# Arbeitsauftrag a
Ersetze im Text zum Waldzustandsbericht „Klimawandel“ durch „Erderwärmung“ und gib den Abschnitt von „Obwohl eine Ursachenanalyse, allein“ bis „bzw. sorgsam verschwiegen.“ mit dieser Änderung wieder.

# Textauszug
+ + + +

Neue „Waldzustandserhebung“: Das falsche Spiel mit den Zahlen

Bild: N. Panek
Bild: N. Panek

 

Er kaschiert die wahren Urheber der Krise und überdeckt die Ohnmacht der Politik, endlich die ökologische Waldwende einzuleiten

 

von Norbert Panek

 

Die Bundeslandwirtschaftsministerin Julia Klöckner hat in der letzten Februar-Woche 2021 den sogenannten Waldzustandsbericht veröffentlicht. Danach bestätigt sich eigentlich nur das, was sich schon in den Jahren zuvor deutlich abgezeichnet hat . Die Wälder in Deutschland sind massiv geschädigt. Der Kronenzustand, so Klöckner, sei ein „Fieberthermometer“, und es zeige an: unser Wald sei „krank“.

 

Obwohl eine Ursachenanalyse, allein abgeleitet aus der Bewertung von Baumkronenzuständen, zumindest fragwürdig erscheint, wurde schnell der „Übertäter“ gefunden, der Klimawandel, sprich: Stürme, Dürre, Brände und nicht zuletzt der Borkenkäfer. Dass die Kronenschäden auch etwas mit einer falschen Baumartenwahl und der Art der Bewirtschaftung zu tun haben könnten, wird erst gar nicht ins Kalkül gezogen bzw. sorgsam verschwiegen.

+ + + +

# Liste der Datensätze
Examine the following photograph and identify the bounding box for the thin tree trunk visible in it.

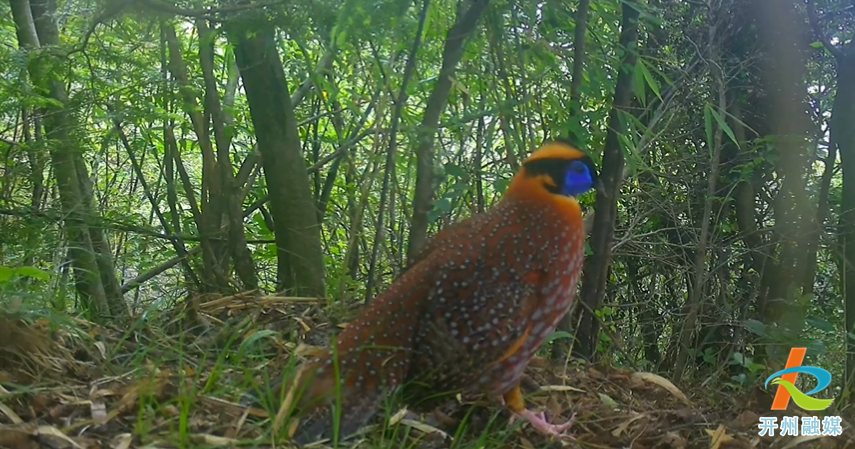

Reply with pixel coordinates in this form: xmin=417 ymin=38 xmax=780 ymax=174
xmin=229 ymin=24 xmax=326 ymax=297
xmin=574 ymin=0 xmax=639 ymax=360
xmin=407 ymin=0 xmax=490 ymax=260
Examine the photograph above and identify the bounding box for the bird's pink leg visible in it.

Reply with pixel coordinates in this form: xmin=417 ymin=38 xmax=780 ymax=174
xmin=499 ymin=386 xmax=576 ymax=440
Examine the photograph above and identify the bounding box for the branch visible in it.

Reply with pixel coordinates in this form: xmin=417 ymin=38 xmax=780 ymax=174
xmin=808 ymin=0 xmax=843 ymax=60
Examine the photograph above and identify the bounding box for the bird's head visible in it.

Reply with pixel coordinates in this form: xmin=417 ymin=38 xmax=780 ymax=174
xmin=517 ymin=139 xmax=599 ymax=198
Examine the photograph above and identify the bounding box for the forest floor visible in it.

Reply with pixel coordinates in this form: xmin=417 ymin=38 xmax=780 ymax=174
xmin=0 ymin=295 xmax=855 ymax=449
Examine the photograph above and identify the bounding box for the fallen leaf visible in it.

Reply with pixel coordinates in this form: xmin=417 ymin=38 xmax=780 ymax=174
xmin=731 ymin=410 xmax=760 ymax=430
xmin=612 ymin=413 xmax=645 ymax=438
xmin=597 ymin=393 xmax=618 ymax=409
xmin=0 ymin=426 xmax=39 ymax=449
xmin=38 ymin=426 xmax=83 ymax=449
xmin=540 ymin=385 xmax=585 ymax=393
xmin=662 ymin=431 xmax=689 ymax=449
xmin=401 ymin=419 xmax=451 ymax=439
xmin=520 ymin=437 xmax=535 ymax=449
xmin=110 ymin=433 xmax=134 ymax=449
xmin=704 ymin=424 xmax=733 ymax=449
xmin=781 ymin=435 xmax=825 ymax=449
xmin=632 ymin=373 xmax=690 ymax=405
xmin=0 ymin=402 xmax=24 ymax=424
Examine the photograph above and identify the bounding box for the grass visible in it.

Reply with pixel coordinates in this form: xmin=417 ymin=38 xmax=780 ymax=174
xmin=0 ymin=296 xmax=853 ymax=449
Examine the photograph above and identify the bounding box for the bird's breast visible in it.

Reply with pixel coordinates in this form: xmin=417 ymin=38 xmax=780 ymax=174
xmin=482 ymin=222 xmax=584 ymax=394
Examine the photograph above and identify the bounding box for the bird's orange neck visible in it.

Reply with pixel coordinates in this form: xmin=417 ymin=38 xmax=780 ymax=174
xmin=502 ymin=171 xmax=582 ymax=222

+ + + +

# Arbeitsauftrag b
Schreib die Datensätze ab der Zeile mit „breast visible in it.“ bis zum letzten Datensatz als nummerierte Liste und lass dabei alle Leerzeilen weg.

# Fertige Antwort a
Obwohl eine Ursachenanalyse, allein abgeleitet aus der Bewertung von Baumkronenzuständen, zumindest fragwürdig erscheint, wurde schnell der „Übertäter“ gefunden, der Erderwärmung, sprich: Stürme, Dürre, Brände und nicht zuletzt der Borkenkäfer. Dass die Kronenschäden auch etwas mit einer falschen Baumartenwahl und der Art der Bewirtschaftung zu tun haben könnten, wird erst gar nicht ins Kalkül gezogen bzw. sorgsam verschwiegen.

# Fertige Antwort b
1. Examine the photograph above and identify the bounding box for the bird's breast visible in it.
2. Reply with pixel coordinates in this form: xmin=417 ymin=38 xmax=780 ymax=174
3. xmin=482 ymin=222 xmax=584 ymax=394
4. Examine the photograph above and identify the bounding box for the bird's orange neck visible in it.
5. Reply with pixel coordinates in this form: xmin=417 ymin=38 xmax=780 ymax=174
6. xmin=502 ymin=171 xmax=582 ymax=222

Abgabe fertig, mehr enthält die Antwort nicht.